Stored data entries

——

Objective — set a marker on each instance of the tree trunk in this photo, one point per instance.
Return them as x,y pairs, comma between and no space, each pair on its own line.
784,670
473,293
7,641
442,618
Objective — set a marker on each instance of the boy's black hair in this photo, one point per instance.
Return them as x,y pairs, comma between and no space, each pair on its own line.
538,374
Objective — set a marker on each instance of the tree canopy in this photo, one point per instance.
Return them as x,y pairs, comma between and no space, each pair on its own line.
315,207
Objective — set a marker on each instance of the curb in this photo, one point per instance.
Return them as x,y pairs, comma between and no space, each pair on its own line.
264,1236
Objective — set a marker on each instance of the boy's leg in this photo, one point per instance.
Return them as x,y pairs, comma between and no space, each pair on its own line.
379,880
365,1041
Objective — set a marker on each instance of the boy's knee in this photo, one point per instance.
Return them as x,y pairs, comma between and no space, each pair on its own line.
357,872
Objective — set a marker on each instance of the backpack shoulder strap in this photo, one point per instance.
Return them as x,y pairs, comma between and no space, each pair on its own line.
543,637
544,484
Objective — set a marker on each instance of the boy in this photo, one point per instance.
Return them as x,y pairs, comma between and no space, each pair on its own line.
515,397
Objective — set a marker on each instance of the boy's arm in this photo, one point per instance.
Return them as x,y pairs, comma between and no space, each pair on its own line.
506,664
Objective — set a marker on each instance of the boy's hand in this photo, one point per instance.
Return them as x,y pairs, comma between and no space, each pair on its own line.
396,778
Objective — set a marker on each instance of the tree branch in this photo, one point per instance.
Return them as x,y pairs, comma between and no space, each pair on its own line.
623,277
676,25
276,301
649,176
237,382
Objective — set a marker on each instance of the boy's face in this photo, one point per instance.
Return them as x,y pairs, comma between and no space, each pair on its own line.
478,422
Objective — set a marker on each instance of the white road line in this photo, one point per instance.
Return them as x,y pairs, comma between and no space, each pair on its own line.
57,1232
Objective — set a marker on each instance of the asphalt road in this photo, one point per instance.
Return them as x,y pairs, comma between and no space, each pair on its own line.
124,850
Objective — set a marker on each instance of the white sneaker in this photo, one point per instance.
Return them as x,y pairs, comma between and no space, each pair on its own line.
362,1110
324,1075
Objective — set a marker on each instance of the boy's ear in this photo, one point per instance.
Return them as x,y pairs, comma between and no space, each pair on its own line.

——

Print the data above exactly.

Objective — set a marker on each instance of the tree trunk in this photo, one point per instance.
Return them as x,y pairs, comma between and no space, each pair on its own line.
784,670
473,293
7,641
442,618
Objective — set a marker on each instance of the boy's black hair in this photo, one point per instance.
Return them as x,y pairs, comma between and no space, each pair on its own line.
538,374
Objective — set a marker on each instance of the tree canopy in this photo, one point per instance.
Return them as x,y pairs, comma between and no space, each pair on its own line.
315,207
Objective — set a marker on each instance of the curb in this photo, one point per instance.
Return them as x,y pairs, comma between and no space, each pair on its own line.
264,1236
Objective — set a marker on each instance of the boy's leg in this photo, one point per instance.
Return them as x,y pairs, comma between and no space, each pair on its own line.
379,880
365,1041
Objective — set a marker on each instance of the boy's knee in this photo, one point per instance.
Return them as x,y pairs, comma between and no space, each pair on its own line.
357,872
Objective — set a marker on each instance of the backpack shoulder strap in this photo, one point per instance.
Return them as x,y pairs, comma between and no space, each pair on its own line.
543,637
544,484
Objective — set a marker on each instance of the boy in this photo, one point per instance.
Return them as x,y pairs, comma between and no space, each pair on its own line.
515,397
Objective — set a marker on each instance of the boy's arm in this photo, one point per instance.
Return them as x,y pairs, comma between and no space, each pair on its own line.
506,664
Objective — set a marker on each instance of the boy's hand in this photo, one point per instance.
Return them as x,y pairs, comma between and no space, each pair on its own line.
396,778
Objective — set a marker on each instance of the tree branch in this photo, one point per instance.
Return them as x,y pairs, comma between and no space, each pair on its own line.
623,277
676,25
276,301
649,176
237,382
Objective — set a marker on each instance of the boy's face in this photo, one point per instance.
Return them as x,y pairs, comma between and no space, each pair on its own line.
478,422
Objective — set a marker on each instance of the white road line in this photo, one point per instance.
Return them as x,y pairs, comma between and no space, each pair on its own line.
57,1232
Objective — set a marker on each instance of the asphalt road in this photo, one point per instance.
Return them as x,y pairs, comma between and no space, each pair on its own line.
124,850
Objective — set a marker on each instance of the white sneaker in this photo, one point per instance.
Return them as x,y pairs, comma between and no space, each pair on its own line.
362,1110
324,1075
Objective — set a marker on each instance of the boy's ear in this photo, one point per instance.
Return them as x,y pairs, comma between and no space, each pair on its own line.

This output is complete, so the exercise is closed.